**Recorded information:**
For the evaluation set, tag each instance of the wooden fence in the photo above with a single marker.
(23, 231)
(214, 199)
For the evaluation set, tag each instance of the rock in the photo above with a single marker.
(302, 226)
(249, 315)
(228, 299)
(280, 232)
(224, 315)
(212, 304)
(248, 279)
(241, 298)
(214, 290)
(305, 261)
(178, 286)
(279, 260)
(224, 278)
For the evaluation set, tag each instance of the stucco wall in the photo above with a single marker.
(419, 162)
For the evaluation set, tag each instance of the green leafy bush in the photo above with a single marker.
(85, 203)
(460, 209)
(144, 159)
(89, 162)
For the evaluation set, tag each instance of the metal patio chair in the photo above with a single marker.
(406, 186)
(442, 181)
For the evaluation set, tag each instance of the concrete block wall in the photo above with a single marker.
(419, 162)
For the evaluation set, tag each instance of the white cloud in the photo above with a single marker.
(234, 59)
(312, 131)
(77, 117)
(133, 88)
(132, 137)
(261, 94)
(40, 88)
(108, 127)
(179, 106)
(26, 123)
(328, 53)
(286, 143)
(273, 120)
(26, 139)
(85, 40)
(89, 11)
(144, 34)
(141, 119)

**Given instruction:** Please put the lines of the records into a Markdown table with the columns "Row" and "Entry," numbering each row and skipping blank lines. Cover only the span from the line containing "For the evaluation set, tag each instance of the green" through the end of the records, inclusive.

**The completed task:**
| Row | Entry |
|---|---|
| 1 | For the evaluation set, tag each instance of the green leafy bush in the photo above with a single marker. |
| 2 | (85, 203) |
| 3 | (460, 209) |
| 4 | (144, 159) |
| 5 | (89, 162) |
| 6 | For the evaluation set, tag each instance of the metal patio chair in the photo above with a single marker. |
| 7 | (406, 186) |
| 8 | (442, 181) |
| 9 | For the evaluation set, tag each instance of the concrete block wall in the photo above with a single marker. |
| 10 | (419, 162) |
| 11 | For the evaluation set, tag each instance of the white cloud in the photo above with a single marker. |
| 12 | (234, 59) |
| 13 | (312, 131) |
| 14 | (77, 117) |
| 15 | (133, 88) |
| 16 | (132, 137) |
| 17 | (261, 94) |
| 18 | (40, 88) |
| 19 | (108, 127) |
| 20 | (179, 106) |
| 21 | (26, 123) |
| 22 | (328, 53) |
| 23 | (286, 143) |
| 24 | (273, 120) |
| 25 | (26, 139) |
| 26 | (85, 40) |
| 27 | (89, 11) |
| 28 | (144, 34) |
| 29 | (141, 119) |